*** Entries shown ***
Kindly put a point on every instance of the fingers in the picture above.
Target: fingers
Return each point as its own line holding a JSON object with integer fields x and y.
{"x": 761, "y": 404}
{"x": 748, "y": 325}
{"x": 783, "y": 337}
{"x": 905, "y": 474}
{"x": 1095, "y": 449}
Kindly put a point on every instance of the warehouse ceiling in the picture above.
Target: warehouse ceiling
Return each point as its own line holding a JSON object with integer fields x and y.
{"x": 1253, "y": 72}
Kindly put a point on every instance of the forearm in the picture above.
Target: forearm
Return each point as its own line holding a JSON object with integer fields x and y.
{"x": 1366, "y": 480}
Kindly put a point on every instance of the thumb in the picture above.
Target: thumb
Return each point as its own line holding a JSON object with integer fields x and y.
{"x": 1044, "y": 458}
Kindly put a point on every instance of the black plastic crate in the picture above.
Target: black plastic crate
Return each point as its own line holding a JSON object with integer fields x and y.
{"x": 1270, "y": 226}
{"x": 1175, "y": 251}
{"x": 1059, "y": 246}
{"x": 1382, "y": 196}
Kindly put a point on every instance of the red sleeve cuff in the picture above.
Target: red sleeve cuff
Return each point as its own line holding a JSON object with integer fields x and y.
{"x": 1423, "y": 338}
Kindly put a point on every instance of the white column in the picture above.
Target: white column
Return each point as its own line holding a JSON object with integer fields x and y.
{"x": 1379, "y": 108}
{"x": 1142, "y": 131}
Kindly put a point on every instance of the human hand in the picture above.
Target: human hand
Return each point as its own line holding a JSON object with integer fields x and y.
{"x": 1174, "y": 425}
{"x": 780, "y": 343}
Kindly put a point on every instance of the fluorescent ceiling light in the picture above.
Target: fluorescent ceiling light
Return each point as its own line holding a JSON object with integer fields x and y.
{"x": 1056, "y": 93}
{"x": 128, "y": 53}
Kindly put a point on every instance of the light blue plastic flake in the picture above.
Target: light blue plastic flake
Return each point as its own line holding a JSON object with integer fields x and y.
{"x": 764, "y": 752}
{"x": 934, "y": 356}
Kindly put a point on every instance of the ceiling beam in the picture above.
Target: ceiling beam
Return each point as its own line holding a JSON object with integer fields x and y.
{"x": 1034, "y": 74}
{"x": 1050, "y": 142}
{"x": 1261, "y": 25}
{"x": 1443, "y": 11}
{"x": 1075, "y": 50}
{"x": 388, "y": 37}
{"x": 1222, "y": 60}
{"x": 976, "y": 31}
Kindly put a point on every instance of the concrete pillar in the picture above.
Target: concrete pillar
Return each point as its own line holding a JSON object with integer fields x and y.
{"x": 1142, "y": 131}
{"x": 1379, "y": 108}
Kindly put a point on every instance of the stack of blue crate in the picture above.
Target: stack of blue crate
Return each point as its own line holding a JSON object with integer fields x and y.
*** End of Entries shown ***
Directions for this task:
How many of the lines above hold the word "warehouse"? Give only that number.

Problem solution:
2